Brano di lettura
Con le informazioni necessarie sulla legge e sui suoi vincoli al modo di produzione capitalistico, siamo in grado di procedere con l'analisi della legge sulle quote, una tecnica che rende operativa la forma giuridica nella realtà.
Particolarità teorica della legge sulle quote
Come abbiamo visto, l'insieme sociale può essere rappresentato da un edificio che ha una base economica su cui si costruiscono due piani della sovrastruttura: quello ideologico e quello giuridico-politico. Pertanto, i rapporti di produzione capitalista sono le fondamenta di questo edificio. Tuttavia, il diritto ha una capacità specifica di permeare ed essere permeato da tutti i piani di questo edificio. Spieghiamo: la legge regola – non ultimamente, è vero – rapporti economici, politici, ideologici, ecc., però si lascia penetrare da interessi economici, politici, ideologici, ecc. La legge è, quindi, un piano specifico dell'edificio sociale che si sviluppa su tutti i piani come colonne, dando loro una forma che corrisponde alla base, ma la presenza conforme a tutti i livelli non lo rende immune a ricevere influenze da ogni piano.
L'ordinamento giuridico, dunque, opera a partire dalla sua fondamentale astrazione, la forma soggettiva del diritto – un'astrazione che sovrappone uguaglianza e libertà giuridica alle reali disuguaglianze e dominazioni tra gli individui (Kashiura Jr., 2009, p. 177) –, ed è proprio ciò che ci serve alla continuità di queste note. Questo perché è un'astrazione che attraversa l'intero edificio sociale, conformando le disuguaglianze reali a un'uguaglianza giuridica astratta ma reale. Cioè, l'uguaglianza giuridica può tollerare l'esistenza di discriminazioni e pregiudizi, purché non ledano il motto centrale della sua raison d'être: consentire la dinamica dello scambio di merci, compresa la stessa forza lavoro.

Estratto dei dati

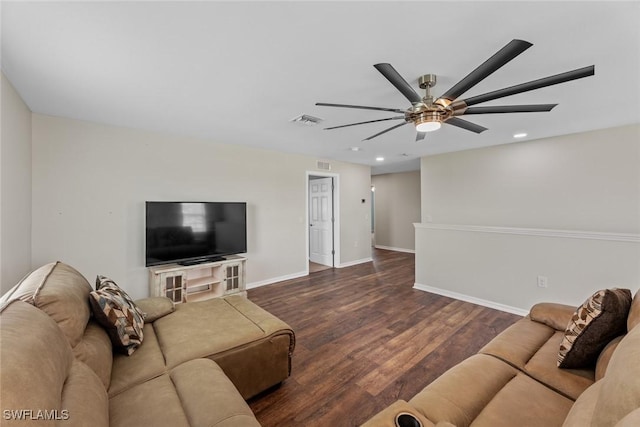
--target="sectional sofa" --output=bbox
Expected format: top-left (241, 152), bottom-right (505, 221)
top-left (0, 262), bottom-right (295, 427)
top-left (364, 291), bottom-right (640, 427)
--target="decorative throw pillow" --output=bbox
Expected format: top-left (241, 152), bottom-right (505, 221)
top-left (89, 276), bottom-right (144, 355)
top-left (558, 289), bottom-right (631, 369)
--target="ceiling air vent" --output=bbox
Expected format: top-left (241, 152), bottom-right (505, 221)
top-left (291, 114), bottom-right (324, 126)
top-left (316, 160), bottom-right (331, 171)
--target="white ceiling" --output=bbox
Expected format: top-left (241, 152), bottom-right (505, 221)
top-left (1, 1), bottom-right (640, 173)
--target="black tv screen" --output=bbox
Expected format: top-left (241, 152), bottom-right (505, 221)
top-left (145, 202), bottom-right (247, 267)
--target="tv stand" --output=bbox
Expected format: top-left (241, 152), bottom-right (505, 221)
top-left (178, 256), bottom-right (225, 266)
top-left (149, 255), bottom-right (247, 303)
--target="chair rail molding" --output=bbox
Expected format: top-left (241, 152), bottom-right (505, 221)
top-left (413, 223), bottom-right (640, 243)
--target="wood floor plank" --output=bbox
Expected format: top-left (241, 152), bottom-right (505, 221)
top-left (248, 249), bottom-right (520, 427)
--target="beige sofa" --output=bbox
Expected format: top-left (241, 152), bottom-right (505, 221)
top-left (0, 263), bottom-right (294, 427)
top-left (364, 292), bottom-right (640, 427)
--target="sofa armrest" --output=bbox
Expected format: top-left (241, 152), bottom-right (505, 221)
top-left (362, 400), bottom-right (442, 427)
top-left (135, 297), bottom-right (176, 323)
top-left (529, 302), bottom-right (576, 331)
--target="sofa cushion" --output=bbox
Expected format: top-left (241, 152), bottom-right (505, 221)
top-left (409, 354), bottom-right (518, 427)
top-left (523, 331), bottom-right (594, 400)
top-left (1, 261), bottom-right (91, 347)
top-left (73, 320), bottom-right (113, 389)
top-left (153, 296), bottom-right (290, 368)
top-left (0, 300), bottom-right (109, 427)
top-left (592, 327), bottom-right (640, 427)
top-left (562, 381), bottom-right (602, 427)
top-left (595, 335), bottom-right (624, 381)
top-left (479, 317), bottom-right (557, 370)
top-left (558, 289), bottom-right (631, 368)
top-left (109, 323), bottom-right (166, 397)
top-left (472, 373), bottom-right (573, 427)
top-left (529, 302), bottom-right (576, 331)
top-left (616, 408), bottom-right (640, 427)
top-left (89, 276), bottom-right (144, 355)
top-left (0, 301), bottom-right (73, 425)
top-left (627, 289), bottom-right (640, 331)
top-left (60, 360), bottom-right (109, 427)
top-left (109, 359), bottom-right (260, 427)
top-left (134, 297), bottom-right (176, 323)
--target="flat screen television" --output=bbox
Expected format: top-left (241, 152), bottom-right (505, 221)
top-left (145, 202), bottom-right (247, 267)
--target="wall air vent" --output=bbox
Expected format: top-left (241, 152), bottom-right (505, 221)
top-left (290, 114), bottom-right (324, 126)
top-left (316, 160), bottom-right (331, 171)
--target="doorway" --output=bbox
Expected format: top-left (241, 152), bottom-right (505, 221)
top-left (307, 172), bottom-right (340, 272)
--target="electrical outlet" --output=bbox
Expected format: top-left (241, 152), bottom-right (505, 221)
top-left (538, 276), bottom-right (549, 288)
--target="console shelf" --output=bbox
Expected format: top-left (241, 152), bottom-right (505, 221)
top-left (149, 255), bottom-right (247, 303)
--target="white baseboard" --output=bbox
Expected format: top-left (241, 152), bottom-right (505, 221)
top-left (247, 271), bottom-right (309, 289)
top-left (413, 283), bottom-right (529, 316)
top-left (338, 257), bottom-right (373, 268)
top-left (375, 245), bottom-right (416, 254)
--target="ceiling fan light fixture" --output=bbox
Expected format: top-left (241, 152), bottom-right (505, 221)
top-left (416, 121), bottom-right (442, 132)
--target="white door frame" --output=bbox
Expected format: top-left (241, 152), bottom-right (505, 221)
top-left (304, 171), bottom-right (340, 274)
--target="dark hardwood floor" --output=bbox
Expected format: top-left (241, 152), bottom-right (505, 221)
top-left (248, 249), bottom-right (520, 427)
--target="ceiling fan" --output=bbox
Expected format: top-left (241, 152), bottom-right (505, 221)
top-left (316, 39), bottom-right (595, 141)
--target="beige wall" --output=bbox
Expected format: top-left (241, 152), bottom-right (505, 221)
top-left (33, 114), bottom-right (371, 297)
top-left (416, 125), bottom-right (640, 310)
top-left (0, 73), bottom-right (31, 294)
top-left (371, 171), bottom-right (421, 251)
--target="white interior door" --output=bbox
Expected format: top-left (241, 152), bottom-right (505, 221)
top-left (309, 178), bottom-right (333, 267)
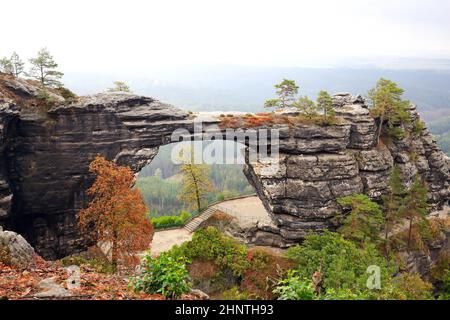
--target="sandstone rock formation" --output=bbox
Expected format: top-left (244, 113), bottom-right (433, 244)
top-left (0, 77), bottom-right (450, 258)
top-left (0, 227), bottom-right (35, 269)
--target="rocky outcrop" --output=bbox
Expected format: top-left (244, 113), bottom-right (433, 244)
top-left (245, 94), bottom-right (450, 246)
top-left (0, 79), bottom-right (450, 258)
top-left (0, 227), bottom-right (34, 269)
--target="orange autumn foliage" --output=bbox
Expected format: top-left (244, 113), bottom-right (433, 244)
top-left (78, 156), bottom-right (154, 268)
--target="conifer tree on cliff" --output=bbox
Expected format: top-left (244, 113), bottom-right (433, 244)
top-left (404, 175), bottom-right (430, 251)
top-left (11, 51), bottom-right (25, 77)
top-left (28, 48), bottom-right (64, 87)
top-left (382, 166), bottom-right (406, 255)
top-left (369, 78), bottom-right (411, 142)
top-left (78, 156), bottom-right (153, 270)
top-left (0, 57), bottom-right (13, 74)
top-left (107, 81), bottom-right (131, 92)
top-left (317, 90), bottom-right (336, 121)
top-left (264, 79), bottom-right (298, 109)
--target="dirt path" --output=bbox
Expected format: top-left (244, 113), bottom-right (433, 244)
top-left (150, 228), bottom-right (192, 256)
top-left (150, 196), bottom-right (270, 256)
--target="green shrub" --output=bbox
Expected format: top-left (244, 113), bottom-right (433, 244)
top-left (151, 211), bottom-right (192, 229)
top-left (56, 87), bottom-right (78, 102)
top-left (130, 252), bottom-right (191, 299)
top-left (222, 287), bottom-right (249, 300)
top-left (61, 254), bottom-right (114, 273)
top-left (174, 227), bottom-right (249, 277)
top-left (287, 231), bottom-right (393, 292)
top-left (439, 269), bottom-right (450, 300)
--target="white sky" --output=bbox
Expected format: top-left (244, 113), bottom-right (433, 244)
top-left (0, 0), bottom-right (450, 71)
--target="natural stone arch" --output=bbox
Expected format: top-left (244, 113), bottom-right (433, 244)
top-left (0, 84), bottom-right (450, 258)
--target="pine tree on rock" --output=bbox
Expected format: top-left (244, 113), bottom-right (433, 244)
top-left (11, 52), bottom-right (25, 78)
top-left (404, 175), bottom-right (429, 251)
top-left (369, 78), bottom-right (411, 142)
top-left (338, 194), bottom-right (384, 246)
top-left (107, 81), bottom-right (131, 92)
top-left (28, 48), bottom-right (64, 87)
top-left (264, 79), bottom-right (298, 109)
top-left (294, 96), bottom-right (318, 119)
top-left (317, 90), bottom-right (336, 121)
top-left (382, 166), bottom-right (406, 255)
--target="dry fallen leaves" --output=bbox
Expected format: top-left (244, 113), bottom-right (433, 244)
top-left (0, 256), bottom-right (188, 300)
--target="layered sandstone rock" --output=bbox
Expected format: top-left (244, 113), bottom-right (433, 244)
top-left (0, 80), bottom-right (450, 258)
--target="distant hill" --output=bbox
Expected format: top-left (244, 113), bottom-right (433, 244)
top-left (65, 66), bottom-right (450, 116)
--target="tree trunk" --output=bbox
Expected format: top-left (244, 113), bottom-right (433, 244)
top-left (408, 216), bottom-right (414, 252)
top-left (377, 112), bottom-right (384, 145)
top-left (111, 231), bottom-right (119, 273)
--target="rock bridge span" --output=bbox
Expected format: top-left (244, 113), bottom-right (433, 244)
top-left (0, 82), bottom-right (450, 258)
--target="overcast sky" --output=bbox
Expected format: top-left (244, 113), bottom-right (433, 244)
top-left (0, 0), bottom-right (450, 72)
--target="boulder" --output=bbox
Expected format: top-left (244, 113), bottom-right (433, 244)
top-left (0, 227), bottom-right (35, 269)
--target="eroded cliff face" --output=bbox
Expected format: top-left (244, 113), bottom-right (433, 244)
top-left (0, 75), bottom-right (450, 258)
top-left (245, 94), bottom-right (450, 246)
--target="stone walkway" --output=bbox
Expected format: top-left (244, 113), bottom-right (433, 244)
top-left (150, 196), bottom-right (270, 256)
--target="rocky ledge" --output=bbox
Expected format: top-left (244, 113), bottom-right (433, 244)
top-left (0, 77), bottom-right (450, 258)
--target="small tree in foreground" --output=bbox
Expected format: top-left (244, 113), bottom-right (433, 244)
top-left (79, 156), bottom-right (153, 270)
top-left (28, 48), bottom-right (64, 87)
top-left (179, 149), bottom-right (214, 212)
top-left (107, 81), bottom-right (131, 92)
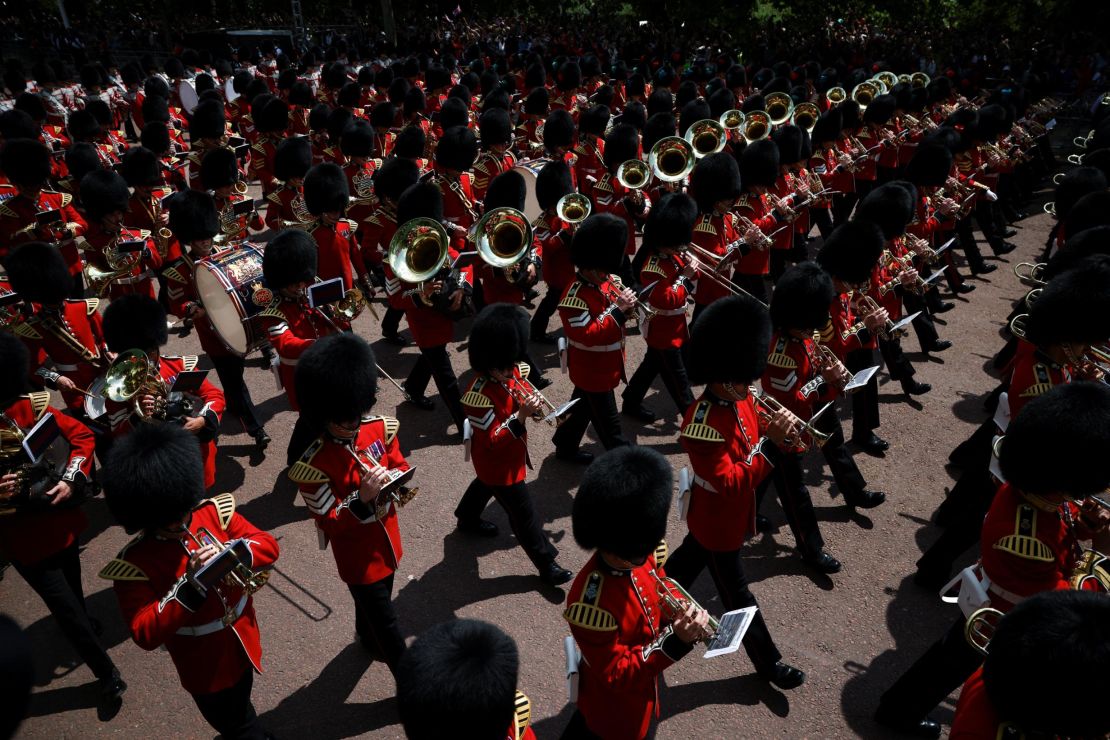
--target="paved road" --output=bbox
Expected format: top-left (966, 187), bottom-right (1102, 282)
top-left (0, 176), bottom-right (1051, 739)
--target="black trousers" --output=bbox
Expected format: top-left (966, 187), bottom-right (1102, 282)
top-left (210, 355), bottom-right (262, 434)
top-left (12, 543), bottom-right (115, 680)
top-left (667, 534), bottom-right (783, 672)
top-left (552, 386), bottom-right (628, 453)
top-left (844, 349), bottom-right (879, 437)
top-left (347, 574), bottom-right (405, 675)
top-left (756, 439), bottom-right (831, 557)
top-left (455, 478), bottom-right (558, 569)
top-left (193, 669), bottom-right (266, 740)
top-left (879, 616), bottom-right (982, 721)
top-left (404, 344), bottom-right (463, 430)
top-left (620, 347), bottom-right (694, 415)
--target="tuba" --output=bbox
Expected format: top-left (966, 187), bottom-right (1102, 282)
top-left (684, 119), bottom-right (728, 159)
top-left (764, 92), bottom-right (794, 125)
top-left (647, 137), bottom-right (698, 182)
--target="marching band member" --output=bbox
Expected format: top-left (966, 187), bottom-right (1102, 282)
top-left (622, 193), bottom-right (698, 420)
top-left (562, 447), bottom-right (708, 740)
top-left (104, 295), bottom-right (224, 488)
top-left (875, 383), bottom-right (1110, 738)
top-left (397, 619), bottom-right (536, 740)
top-left (455, 303), bottom-right (574, 586)
top-left (100, 424), bottom-right (278, 740)
top-left (289, 333), bottom-right (408, 676)
top-left (0, 335), bottom-right (128, 718)
top-left (553, 213), bottom-right (636, 464)
top-left (162, 190), bottom-right (270, 449)
top-left (668, 295), bottom-right (806, 689)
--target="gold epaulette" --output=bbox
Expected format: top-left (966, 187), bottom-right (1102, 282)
top-left (204, 494), bottom-right (235, 529)
top-left (27, 391), bottom-right (50, 420)
top-left (97, 553), bottom-right (150, 580)
top-left (513, 690), bottom-right (532, 740)
top-left (558, 282), bottom-right (589, 311)
top-left (993, 504), bottom-right (1056, 562)
top-left (679, 401), bottom-right (725, 443)
top-left (655, 539), bottom-right (670, 568)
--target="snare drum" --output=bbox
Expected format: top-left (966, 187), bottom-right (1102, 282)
top-left (193, 243), bottom-right (268, 356)
top-left (513, 160), bottom-right (547, 223)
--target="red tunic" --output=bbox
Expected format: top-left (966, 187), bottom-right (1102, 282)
top-left (100, 494), bottom-right (278, 695)
top-left (679, 393), bottom-right (771, 553)
top-left (558, 276), bottom-right (625, 393)
top-left (0, 391), bottom-right (94, 566)
top-left (289, 416), bottom-right (408, 584)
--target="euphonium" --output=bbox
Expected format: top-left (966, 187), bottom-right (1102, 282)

Obiettivi
1 - Traduci in inglese questa frase del brano sulla legge sulle quote: "Pertanto, i rapporti di produzione capitalista sono le fondamenta di questo edificio."
2 - Sostituisci "tecnica" con "procedura" e riscrivi il tratto del brano sulla legge sulle quote che comincia con "Con le informazioni" e prosegue fino a "giuridica nella realtà.".

Risultati
1 - Therefore, capitalist relations of production are the foundations of this building.

2 -
Con le informazioni necessarie sulla legge e sui suoi vincoli al modo di produzione capitalistico, siamo in grado di procedere con l'analisi della legge sulle quote, una procedura che rende operativa la forma giuridica nella realtà.